◆ Excerto selecionado ◆
Os protestos começaram logo no dia seguinte. Tudo porque, nas redes sociais, começaram a circular informações falsas sobre o atacante, nomeadamente tratar-se de um imigrante muçulmano. Partindo do príncipio que se tratava de um ataque radical islâmico, o grupo de extrema-direita Liga de Defesa Inglesa organizou um protesto que resultou no ferimento de 50 agentes da polícia. A polícia britânica divulgou mais tarde informações concretas sobre o atacante, mas já tudo se tinha transformado em tumultos em Southport.
O gabinete Cobra, o gabinete de crise do Reino Uido, reuniu-se de emergência esta segunda-feira para definir algumas medidas a aplicar, de forma a acalmar os ânimos e acabar com os protestos que já originaram quase 400 detenções.
Seis perguntas e respostas sobre a violência que se vive no Reino Unido.
O que está em causa?

◆ Tarefas a realizar ◆
- A) Segundo o excerto sobre os tumultos no Reino Unido, quantos agentes da polícia ficaram feridos no protesto organizado pela Liga de Defesa Inglesa?
- B) Enumere todos os números, em algarismos ou por extenso, que aparecem no excerto sobre os tumultos no Reino Unido.
- C) Prossiga com o excerto sobre os tumultos no Reino Unido a partir da última frase apresentada.

◆ Material fornecido ◆
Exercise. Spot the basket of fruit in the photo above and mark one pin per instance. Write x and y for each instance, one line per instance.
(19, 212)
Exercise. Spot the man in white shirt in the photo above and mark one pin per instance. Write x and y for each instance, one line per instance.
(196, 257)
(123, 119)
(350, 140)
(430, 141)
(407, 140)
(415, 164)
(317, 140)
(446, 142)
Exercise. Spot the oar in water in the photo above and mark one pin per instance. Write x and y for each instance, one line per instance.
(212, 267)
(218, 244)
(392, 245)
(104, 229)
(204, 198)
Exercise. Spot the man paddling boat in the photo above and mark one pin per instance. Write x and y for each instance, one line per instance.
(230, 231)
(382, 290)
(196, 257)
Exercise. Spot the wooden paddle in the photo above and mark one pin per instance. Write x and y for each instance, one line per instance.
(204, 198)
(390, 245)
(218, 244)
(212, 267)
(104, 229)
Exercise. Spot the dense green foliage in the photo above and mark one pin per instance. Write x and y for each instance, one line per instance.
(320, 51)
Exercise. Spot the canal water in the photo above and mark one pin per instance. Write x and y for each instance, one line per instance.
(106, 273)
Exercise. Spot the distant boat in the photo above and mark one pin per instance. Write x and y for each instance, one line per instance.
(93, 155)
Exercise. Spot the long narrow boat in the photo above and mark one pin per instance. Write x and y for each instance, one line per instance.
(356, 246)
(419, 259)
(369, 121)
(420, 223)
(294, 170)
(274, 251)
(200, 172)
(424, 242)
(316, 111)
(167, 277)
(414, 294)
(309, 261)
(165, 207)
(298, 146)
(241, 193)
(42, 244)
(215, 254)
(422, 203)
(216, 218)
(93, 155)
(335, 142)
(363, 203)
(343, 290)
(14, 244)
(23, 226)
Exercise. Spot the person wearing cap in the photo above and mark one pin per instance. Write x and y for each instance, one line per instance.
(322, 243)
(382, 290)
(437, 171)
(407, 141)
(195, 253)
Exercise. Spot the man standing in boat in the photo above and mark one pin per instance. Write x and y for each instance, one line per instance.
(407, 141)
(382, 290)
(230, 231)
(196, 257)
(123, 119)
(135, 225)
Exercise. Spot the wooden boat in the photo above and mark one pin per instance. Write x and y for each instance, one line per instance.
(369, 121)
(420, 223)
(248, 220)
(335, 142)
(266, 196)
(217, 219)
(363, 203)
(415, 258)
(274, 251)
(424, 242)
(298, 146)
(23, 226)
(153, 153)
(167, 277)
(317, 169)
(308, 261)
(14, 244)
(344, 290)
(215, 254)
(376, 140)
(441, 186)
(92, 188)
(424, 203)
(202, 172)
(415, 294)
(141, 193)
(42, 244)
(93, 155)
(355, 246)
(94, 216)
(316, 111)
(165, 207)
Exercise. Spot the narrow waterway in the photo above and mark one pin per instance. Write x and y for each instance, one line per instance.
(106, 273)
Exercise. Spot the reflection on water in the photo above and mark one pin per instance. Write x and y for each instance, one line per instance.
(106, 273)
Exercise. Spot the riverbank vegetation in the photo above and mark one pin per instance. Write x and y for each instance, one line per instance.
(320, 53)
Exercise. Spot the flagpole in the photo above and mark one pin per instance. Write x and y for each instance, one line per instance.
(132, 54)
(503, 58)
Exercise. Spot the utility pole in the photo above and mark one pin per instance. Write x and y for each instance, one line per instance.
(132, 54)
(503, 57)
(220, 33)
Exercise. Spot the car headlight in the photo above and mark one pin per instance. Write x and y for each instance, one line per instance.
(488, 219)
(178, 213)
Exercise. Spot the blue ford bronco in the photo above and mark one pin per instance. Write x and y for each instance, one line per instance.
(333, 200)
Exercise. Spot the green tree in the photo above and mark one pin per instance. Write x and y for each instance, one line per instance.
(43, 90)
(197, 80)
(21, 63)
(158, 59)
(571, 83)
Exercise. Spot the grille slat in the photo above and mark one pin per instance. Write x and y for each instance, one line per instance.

◆ Respostas esperadas ◆
- A) 50 agentes da polícia.

- B) 50; 400 (quase 400 detenções); seis (Seis perguntas e respostas).

- C)
Tudo começou no fim do mês passado, a 29 de julho, quando um adolescente de 17 anos invadiu uma aula de dança em Southport, a norte Liverpool. O jovem esfaqueou mortalmente três crianças com 6, 7 e 9 anos. Uma delas, a última, chamava-se Alice Aguiar e era portuguesa, filha de pais madeirenses. Além destas três mortes, o adolescente fez ainda 10 feridos (dos quais oito eram também crianças).
Inicialmente, a polícia inglesa não revelou a identidade do suspeito — procedimento habitual quando os crimes envolvem menores — divulgando apenas que tinha nascido em Cardiff, no país de Gales, e que residia em Banks, perto do local do ataque.
Mas nas redes sociais rapidamente foi difundida outra ideia: a de que o atacante era um imigrante muçulmano e que se tinha tratado de um ataque radical islâmico. E tudo ganhou outra dimensão, levando manifestantes anti-imigração a ir para as ruas. Mas o atacante, Axel Rudakubana, era britânico e com ascendência do Ruanda (país de onde os pais são naturais), detalhou mais tarde a polícia. Até ao momento não há motivo associado ao ataque.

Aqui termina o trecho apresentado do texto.